* [Textauszug]:
───

Ein weiteres Beispiel ist der Global Gender Gap Report. Dem Namen nach sollte man meinen, dass er untersucht, wo Benachteiligungen aufgrund des Geschlechts bestehen und diese auflistet. Er untersucht aber ebenfalls nur Benachteiligungen von Frauen:

Glenn Sacks stellt den Mechanismus dar:

Here’s how they do it. The Report uses four categories to determine the relative gender „equality“ score for particular countries or regions – economic participation and opportunity, educational attainment, political empowerment, and health and survival. Each of those categories is then broken down into subcategories and each subcategory is weighted. For example, the education category has subcategories for percentage of males and females in primary school, secondary school and tertiary school, and literacy among males and females.

Each category is scored on a 0 – 1 basis with ‚0‘ signifying total inequality and ‚1‘ signifying complete equality of the sexes in that category. Categories are then combined to give an overall score for each country. The closer to 1 then, the better, at least according to the authors.

But there’s a slight problem with that (actually there are several). Any score under 1 signifies not simply gender inequality, but specifically anti-female inequality. So obviously, any score over 1 signifies anti-male inequality, right? Wrong. There are no scores over 1. You see, according to the Global Gender Gap Report, any time a nation favors men, it’s called gender inequality, which is bad, and any time a nation favors women it’s called „equality“ which „from a values and social justice perspective… is long overdue.“

In short, anti-male inequality is specifically defined as equality. In the world in which the authors live, there’s anti-female inequality, equality and nothing else. That’s why I used the word ‚Orwellian.

───

* [Quelldatensätze]:

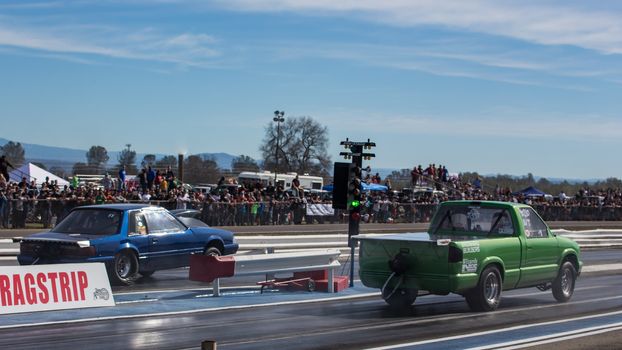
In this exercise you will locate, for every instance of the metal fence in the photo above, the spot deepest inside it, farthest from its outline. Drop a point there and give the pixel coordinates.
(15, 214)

───

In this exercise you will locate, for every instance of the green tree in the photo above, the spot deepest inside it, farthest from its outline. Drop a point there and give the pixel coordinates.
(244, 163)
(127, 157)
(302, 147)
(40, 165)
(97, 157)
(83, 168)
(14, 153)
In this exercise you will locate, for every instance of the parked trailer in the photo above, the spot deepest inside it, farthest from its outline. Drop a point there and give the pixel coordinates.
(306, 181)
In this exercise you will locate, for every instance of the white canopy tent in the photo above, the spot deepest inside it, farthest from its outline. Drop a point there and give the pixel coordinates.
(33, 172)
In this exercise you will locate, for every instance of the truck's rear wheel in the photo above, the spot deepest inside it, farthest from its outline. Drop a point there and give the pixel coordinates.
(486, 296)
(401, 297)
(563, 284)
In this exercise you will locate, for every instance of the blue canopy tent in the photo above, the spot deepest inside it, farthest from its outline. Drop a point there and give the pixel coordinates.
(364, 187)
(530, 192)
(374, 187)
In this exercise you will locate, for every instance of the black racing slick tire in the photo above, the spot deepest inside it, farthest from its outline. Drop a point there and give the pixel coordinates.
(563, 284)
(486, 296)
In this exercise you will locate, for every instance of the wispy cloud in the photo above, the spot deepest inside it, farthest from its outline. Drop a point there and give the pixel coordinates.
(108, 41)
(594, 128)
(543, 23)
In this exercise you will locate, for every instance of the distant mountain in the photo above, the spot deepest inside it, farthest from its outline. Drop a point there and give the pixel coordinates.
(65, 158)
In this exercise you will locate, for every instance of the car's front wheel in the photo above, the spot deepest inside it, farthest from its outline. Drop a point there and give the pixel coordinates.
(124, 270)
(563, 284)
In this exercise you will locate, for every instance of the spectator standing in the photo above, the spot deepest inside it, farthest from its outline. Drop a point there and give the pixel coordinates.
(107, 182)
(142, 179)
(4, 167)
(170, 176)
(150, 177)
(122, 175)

───

* [Zu bearbeitende Aufgaben]:
**1.** Entnimm den Datensätzen jede Zeile, in der die Zeichenfolge „canopy“ vorkommt.
**2.** Führe den Text über den Global Gender Gap Report im Anschluss an seinen letzten Satz fort.

* [Ergebnisse der Übung]:
**1.**
In this exercise you will locate, for every instance of the white canopy tent in the photo above, the spot deepest inside it, farthest from its outline. Drop a point there and give the pixel coordinates.
In this exercise you will locate, for every instance of the blue canopy tent in the photo above, the spot deepest inside it, farthest from its outline. Drop a point there and give the pixel coordinates.

**2.**
Here’s an example. Turn to page 184 which is where the figures for the United States are to be found. Under „Educational Attainment,“ we see the four subcategories I mentioned previously. Men and women are equal in the literacy subcategory, but in each of the other three – primary, secondary and tertiary education – there is a higher percentage of girls and women than boys and men. So clearly, according to the criteria laid down by the Report, girls and women do better than boys and men in education in the United States. Ergo, the country’s score in this category is 1 which signifies „equality.“ Inequality equals equality. See how it works?

Dies macht aus meiner Sicht deutlich, dass Feminismus einen Gegenspieler benötigt, wenn Gleichberechtigung erreicht werden soll. Ansonsten sind Benachteiligungen von Frauen alleine im Blickfeld und werden die Norm, was zu falschen Annahmen verleitet.